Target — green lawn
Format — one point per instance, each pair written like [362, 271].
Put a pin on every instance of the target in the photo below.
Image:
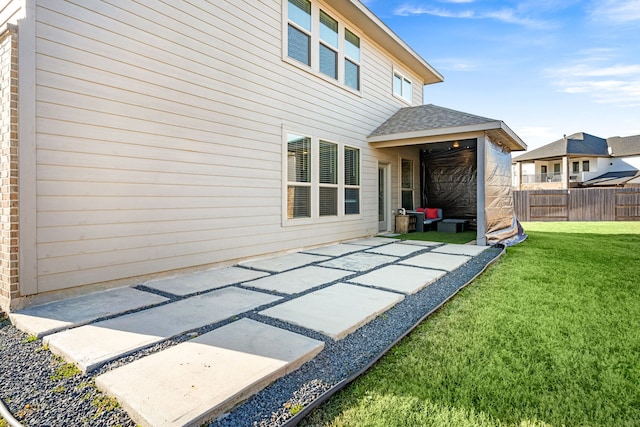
[548, 336]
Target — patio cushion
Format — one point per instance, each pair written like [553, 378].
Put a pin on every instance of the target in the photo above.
[431, 213]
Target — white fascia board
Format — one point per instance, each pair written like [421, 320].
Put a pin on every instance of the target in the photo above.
[436, 132]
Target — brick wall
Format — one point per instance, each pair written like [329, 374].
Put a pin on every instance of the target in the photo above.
[8, 167]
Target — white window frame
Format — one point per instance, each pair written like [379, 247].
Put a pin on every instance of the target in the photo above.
[403, 81]
[315, 184]
[411, 187]
[342, 57]
[352, 186]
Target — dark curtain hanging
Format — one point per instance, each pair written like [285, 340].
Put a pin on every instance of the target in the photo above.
[449, 181]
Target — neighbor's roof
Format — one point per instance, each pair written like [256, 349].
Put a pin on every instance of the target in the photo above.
[624, 146]
[431, 121]
[356, 12]
[612, 179]
[578, 144]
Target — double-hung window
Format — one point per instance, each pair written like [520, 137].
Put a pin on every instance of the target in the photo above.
[402, 87]
[298, 176]
[351, 60]
[299, 31]
[328, 184]
[351, 181]
[328, 45]
[407, 184]
[318, 42]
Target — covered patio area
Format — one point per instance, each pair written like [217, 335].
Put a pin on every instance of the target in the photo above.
[465, 166]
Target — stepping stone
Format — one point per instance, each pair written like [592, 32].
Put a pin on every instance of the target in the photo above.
[334, 250]
[471, 250]
[201, 379]
[419, 243]
[91, 346]
[284, 262]
[335, 311]
[371, 241]
[360, 261]
[55, 316]
[437, 261]
[204, 280]
[396, 249]
[400, 278]
[298, 280]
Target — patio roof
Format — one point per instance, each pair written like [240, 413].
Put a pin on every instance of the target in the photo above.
[430, 123]
[611, 179]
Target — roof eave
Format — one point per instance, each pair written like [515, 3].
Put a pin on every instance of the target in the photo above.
[357, 12]
[498, 129]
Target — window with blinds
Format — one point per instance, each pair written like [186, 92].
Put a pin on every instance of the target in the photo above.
[299, 31]
[328, 169]
[298, 176]
[351, 181]
[407, 184]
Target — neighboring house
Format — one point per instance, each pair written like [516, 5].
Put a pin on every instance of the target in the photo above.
[579, 160]
[145, 138]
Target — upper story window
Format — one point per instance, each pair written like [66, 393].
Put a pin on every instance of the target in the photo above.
[351, 60]
[402, 87]
[315, 39]
[299, 31]
[328, 45]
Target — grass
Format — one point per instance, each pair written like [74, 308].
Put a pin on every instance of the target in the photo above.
[549, 336]
[435, 236]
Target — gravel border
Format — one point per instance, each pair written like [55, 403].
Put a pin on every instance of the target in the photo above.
[34, 392]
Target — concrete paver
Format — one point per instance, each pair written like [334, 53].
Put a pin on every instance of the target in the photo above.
[395, 249]
[284, 262]
[91, 346]
[334, 250]
[49, 318]
[298, 280]
[418, 243]
[471, 250]
[203, 281]
[371, 241]
[437, 261]
[200, 379]
[359, 261]
[400, 278]
[335, 311]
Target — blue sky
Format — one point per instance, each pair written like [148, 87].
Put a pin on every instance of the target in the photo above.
[544, 67]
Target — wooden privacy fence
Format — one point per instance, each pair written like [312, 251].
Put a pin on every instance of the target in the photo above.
[588, 204]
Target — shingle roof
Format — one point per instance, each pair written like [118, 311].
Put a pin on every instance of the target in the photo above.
[612, 179]
[427, 117]
[624, 146]
[577, 144]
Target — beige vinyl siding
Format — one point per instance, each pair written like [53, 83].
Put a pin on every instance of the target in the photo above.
[11, 12]
[160, 136]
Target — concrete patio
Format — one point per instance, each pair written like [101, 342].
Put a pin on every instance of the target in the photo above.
[329, 291]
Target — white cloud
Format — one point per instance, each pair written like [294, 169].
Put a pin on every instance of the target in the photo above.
[617, 10]
[509, 16]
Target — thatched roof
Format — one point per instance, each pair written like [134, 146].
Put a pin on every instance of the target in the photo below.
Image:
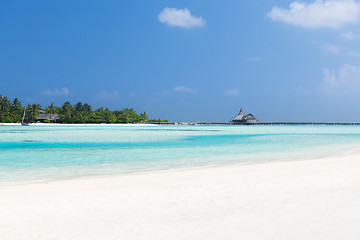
[240, 116]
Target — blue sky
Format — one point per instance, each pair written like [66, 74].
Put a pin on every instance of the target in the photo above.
[186, 60]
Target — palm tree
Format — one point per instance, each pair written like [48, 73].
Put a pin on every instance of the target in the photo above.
[51, 109]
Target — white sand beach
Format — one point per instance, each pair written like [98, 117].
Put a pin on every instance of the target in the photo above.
[313, 199]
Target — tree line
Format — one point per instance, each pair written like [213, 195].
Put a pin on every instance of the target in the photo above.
[12, 112]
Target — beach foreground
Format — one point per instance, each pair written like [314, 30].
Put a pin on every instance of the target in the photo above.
[313, 199]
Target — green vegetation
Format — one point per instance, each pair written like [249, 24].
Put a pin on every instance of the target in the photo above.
[12, 112]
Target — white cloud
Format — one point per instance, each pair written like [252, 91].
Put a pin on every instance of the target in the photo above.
[328, 13]
[330, 48]
[183, 89]
[346, 78]
[105, 95]
[254, 59]
[62, 92]
[350, 36]
[180, 18]
[231, 92]
[165, 93]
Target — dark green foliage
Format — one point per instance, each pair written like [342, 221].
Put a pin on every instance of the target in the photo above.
[12, 111]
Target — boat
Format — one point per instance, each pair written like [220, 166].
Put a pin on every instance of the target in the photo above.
[22, 121]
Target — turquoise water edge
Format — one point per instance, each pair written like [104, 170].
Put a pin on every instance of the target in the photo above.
[57, 152]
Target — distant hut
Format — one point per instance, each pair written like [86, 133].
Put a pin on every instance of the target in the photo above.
[47, 117]
[241, 118]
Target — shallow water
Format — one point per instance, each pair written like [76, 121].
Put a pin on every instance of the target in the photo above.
[58, 152]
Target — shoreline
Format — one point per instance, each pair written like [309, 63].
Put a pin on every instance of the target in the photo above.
[341, 154]
[308, 199]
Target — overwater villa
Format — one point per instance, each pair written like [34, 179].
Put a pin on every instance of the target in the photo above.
[47, 117]
[241, 118]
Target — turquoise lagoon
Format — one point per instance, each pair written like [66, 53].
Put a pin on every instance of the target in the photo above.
[45, 153]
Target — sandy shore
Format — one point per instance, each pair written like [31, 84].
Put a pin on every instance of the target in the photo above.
[315, 199]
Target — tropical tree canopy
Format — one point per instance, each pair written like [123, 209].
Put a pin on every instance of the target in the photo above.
[12, 112]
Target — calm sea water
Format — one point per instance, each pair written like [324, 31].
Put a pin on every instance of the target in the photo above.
[58, 152]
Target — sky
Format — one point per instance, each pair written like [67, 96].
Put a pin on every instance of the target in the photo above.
[186, 60]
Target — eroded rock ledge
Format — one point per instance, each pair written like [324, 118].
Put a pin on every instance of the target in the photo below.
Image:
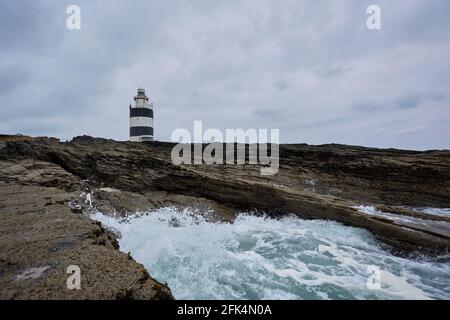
[41, 236]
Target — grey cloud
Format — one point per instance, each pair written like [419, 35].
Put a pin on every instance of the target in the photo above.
[310, 68]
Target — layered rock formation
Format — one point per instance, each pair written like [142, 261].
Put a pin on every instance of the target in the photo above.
[40, 177]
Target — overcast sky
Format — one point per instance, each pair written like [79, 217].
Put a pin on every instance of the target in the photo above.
[309, 68]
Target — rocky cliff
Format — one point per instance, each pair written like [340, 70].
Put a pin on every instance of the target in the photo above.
[45, 226]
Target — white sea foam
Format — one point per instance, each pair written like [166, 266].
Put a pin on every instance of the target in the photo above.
[261, 258]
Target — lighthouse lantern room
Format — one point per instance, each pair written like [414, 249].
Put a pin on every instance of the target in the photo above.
[141, 118]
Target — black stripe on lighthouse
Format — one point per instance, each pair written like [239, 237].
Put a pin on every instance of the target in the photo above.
[141, 112]
[141, 131]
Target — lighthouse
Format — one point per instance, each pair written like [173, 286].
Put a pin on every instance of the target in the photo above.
[141, 118]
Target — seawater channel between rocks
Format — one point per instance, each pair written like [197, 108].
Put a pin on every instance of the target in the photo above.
[262, 258]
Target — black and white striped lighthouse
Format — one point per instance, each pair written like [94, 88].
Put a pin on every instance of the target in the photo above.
[141, 118]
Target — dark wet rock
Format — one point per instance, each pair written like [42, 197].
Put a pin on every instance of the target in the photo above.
[314, 182]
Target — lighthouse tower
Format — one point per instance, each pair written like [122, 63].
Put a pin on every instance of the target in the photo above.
[141, 118]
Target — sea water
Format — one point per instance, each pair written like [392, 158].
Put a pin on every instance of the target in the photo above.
[263, 258]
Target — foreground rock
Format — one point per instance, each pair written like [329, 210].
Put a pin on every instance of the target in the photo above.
[314, 182]
[40, 237]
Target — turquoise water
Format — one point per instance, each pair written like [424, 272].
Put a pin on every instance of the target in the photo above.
[261, 258]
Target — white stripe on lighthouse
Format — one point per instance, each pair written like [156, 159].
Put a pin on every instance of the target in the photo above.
[141, 122]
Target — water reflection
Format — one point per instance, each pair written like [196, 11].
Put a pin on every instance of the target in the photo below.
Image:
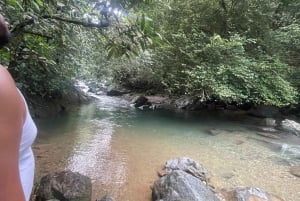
[121, 149]
[92, 153]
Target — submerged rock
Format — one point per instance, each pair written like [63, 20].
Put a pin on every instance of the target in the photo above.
[181, 186]
[189, 166]
[248, 194]
[65, 185]
[291, 126]
[140, 101]
[106, 198]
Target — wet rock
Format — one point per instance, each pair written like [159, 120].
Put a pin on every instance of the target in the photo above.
[295, 170]
[141, 101]
[270, 122]
[178, 186]
[106, 198]
[291, 126]
[264, 111]
[215, 132]
[188, 103]
[248, 194]
[65, 185]
[189, 166]
[115, 92]
[268, 135]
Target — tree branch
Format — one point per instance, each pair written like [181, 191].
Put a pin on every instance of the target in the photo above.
[25, 23]
[77, 22]
[38, 34]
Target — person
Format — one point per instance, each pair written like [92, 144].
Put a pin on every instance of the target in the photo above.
[17, 133]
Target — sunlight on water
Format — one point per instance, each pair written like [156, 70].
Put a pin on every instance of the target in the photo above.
[121, 149]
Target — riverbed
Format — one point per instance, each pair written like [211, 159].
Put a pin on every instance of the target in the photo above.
[122, 148]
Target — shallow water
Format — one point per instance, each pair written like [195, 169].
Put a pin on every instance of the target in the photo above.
[122, 148]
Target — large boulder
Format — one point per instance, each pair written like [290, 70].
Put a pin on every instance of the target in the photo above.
[248, 194]
[115, 92]
[188, 103]
[189, 166]
[264, 111]
[181, 186]
[65, 185]
[140, 101]
[291, 127]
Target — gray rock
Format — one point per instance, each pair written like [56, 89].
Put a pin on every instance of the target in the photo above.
[141, 101]
[291, 126]
[65, 185]
[114, 92]
[188, 103]
[264, 111]
[106, 198]
[189, 166]
[181, 186]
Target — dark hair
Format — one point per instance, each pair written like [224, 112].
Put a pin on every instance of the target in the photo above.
[4, 33]
[4, 39]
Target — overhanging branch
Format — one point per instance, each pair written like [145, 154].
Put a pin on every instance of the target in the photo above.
[71, 21]
[25, 23]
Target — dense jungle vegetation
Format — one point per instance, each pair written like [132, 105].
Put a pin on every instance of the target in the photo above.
[236, 51]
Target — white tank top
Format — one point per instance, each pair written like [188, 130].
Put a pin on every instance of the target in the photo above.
[26, 158]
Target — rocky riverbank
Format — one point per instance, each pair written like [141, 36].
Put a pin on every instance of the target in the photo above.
[181, 179]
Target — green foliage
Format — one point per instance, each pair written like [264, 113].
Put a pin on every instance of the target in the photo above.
[229, 50]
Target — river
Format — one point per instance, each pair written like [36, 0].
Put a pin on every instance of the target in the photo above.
[122, 148]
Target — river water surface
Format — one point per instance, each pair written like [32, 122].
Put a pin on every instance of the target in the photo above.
[121, 149]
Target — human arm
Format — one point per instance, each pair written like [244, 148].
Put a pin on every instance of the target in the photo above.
[12, 115]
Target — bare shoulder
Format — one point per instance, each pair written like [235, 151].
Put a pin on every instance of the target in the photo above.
[6, 81]
[9, 95]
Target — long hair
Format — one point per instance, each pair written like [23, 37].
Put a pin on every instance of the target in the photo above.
[4, 33]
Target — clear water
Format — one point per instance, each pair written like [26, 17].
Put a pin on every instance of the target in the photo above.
[122, 149]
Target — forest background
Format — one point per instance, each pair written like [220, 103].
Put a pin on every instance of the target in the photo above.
[234, 51]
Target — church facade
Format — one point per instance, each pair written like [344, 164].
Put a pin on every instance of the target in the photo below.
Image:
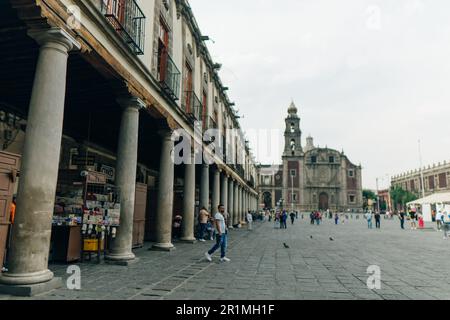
[309, 178]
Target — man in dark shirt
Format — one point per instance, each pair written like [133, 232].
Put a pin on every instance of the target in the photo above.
[378, 220]
[402, 219]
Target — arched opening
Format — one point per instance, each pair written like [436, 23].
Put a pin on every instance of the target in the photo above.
[323, 201]
[267, 199]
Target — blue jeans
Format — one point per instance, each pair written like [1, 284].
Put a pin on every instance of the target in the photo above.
[201, 233]
[221, 242]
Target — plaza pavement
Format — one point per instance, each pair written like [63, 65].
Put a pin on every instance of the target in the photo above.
[414, 265]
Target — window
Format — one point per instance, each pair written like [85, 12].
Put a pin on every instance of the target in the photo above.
[431, 182]
[443, 180]
[188, 87]
[205, 109]
[163, 50]
[293, 144]
[294, 197]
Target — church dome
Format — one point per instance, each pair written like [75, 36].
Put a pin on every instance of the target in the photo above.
[292, 109]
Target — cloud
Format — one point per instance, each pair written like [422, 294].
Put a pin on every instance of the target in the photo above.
[371, 77]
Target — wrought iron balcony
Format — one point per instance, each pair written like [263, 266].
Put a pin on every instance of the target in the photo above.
[192, 105]
[128, 20]
[169, 75]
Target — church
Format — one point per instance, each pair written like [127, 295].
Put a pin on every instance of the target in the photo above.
[309, 178]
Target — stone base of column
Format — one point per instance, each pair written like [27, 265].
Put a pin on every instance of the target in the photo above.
[162, 247]
[188, 240]
[121, 259]
[124, 263]
[32, 289]
[12, 279]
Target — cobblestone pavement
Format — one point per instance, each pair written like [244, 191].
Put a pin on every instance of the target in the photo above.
[414, 265]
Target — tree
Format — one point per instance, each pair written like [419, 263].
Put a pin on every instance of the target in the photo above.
[369, 194]
[401, 197]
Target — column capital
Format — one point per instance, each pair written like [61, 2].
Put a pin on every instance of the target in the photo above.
[165, 133]
[131, 102]
[55, 35]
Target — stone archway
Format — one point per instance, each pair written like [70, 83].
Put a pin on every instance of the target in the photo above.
[323, 201]
[267, 200]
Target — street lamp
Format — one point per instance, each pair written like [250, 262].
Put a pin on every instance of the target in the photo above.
[421, 171]
[378, 197]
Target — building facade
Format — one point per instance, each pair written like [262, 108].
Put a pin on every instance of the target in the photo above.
[436, 178]
[99, 89]
[309, 178]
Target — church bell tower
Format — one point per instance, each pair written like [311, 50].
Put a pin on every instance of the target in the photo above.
[293, 134]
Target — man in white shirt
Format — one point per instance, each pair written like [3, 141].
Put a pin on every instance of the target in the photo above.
[221, 236]
[439, 220]
[249, 220]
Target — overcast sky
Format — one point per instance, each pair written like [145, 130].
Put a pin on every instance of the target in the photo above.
[369, 77]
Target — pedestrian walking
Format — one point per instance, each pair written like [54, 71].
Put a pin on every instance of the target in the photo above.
[369, 219]
[312, 216]
[413, 218]
[284, 219]
[446, 224]
[318, 217]
[203, 218]
[250, 221]
[292, 217]
[439, 220]
[221, 236]
[378, 220]
[402, 219]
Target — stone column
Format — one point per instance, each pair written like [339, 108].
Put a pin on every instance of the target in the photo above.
[231, 202]
[236, 203]
[239, 204]
[28, 261]
[216, 191]
[164, 209]
[224, 195]
[187, 226]
[121, 253]
[204, 187]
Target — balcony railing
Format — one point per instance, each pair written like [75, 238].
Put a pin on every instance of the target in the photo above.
[192, 105]
[169, 76]
[128, 20]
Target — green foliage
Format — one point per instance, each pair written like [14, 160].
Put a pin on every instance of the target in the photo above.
[369, 194]
[402, 197]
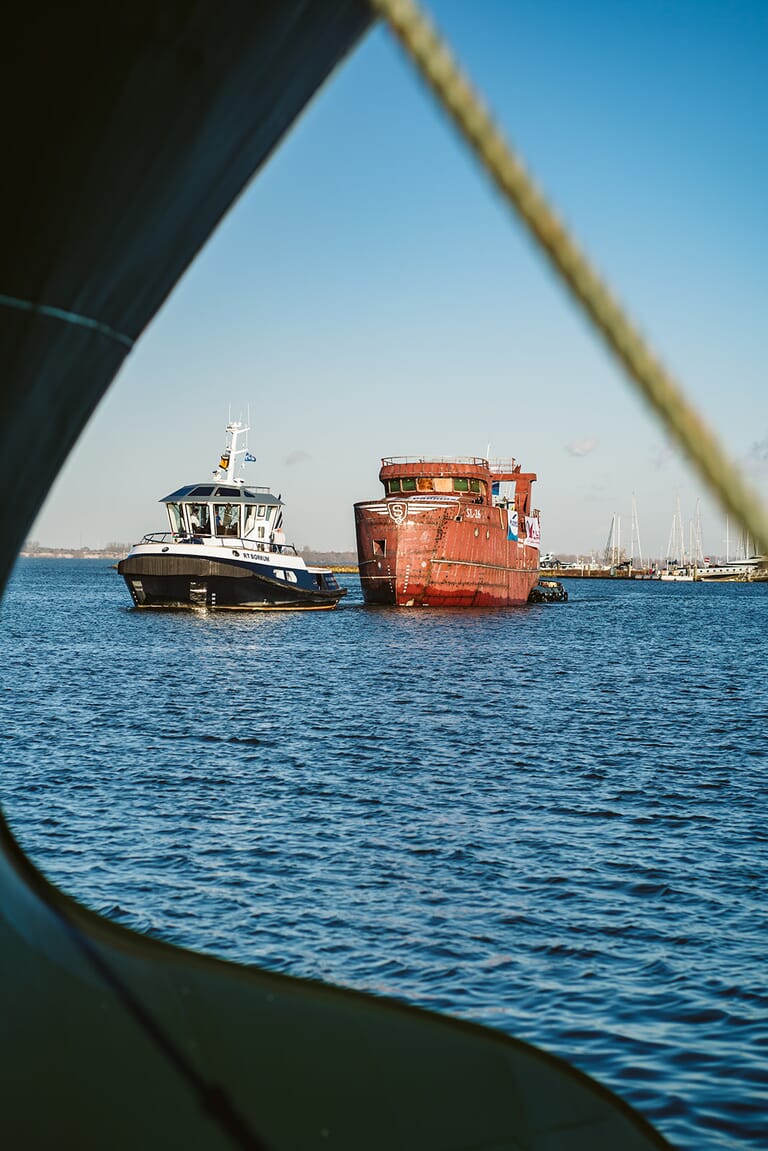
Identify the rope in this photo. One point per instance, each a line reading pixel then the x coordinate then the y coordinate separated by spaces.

▬▬▬

## Task brief
Exactly how many lines in the material above mention the word "lighthouse"? Give the number and nothing besides.

## Output for this exercise
6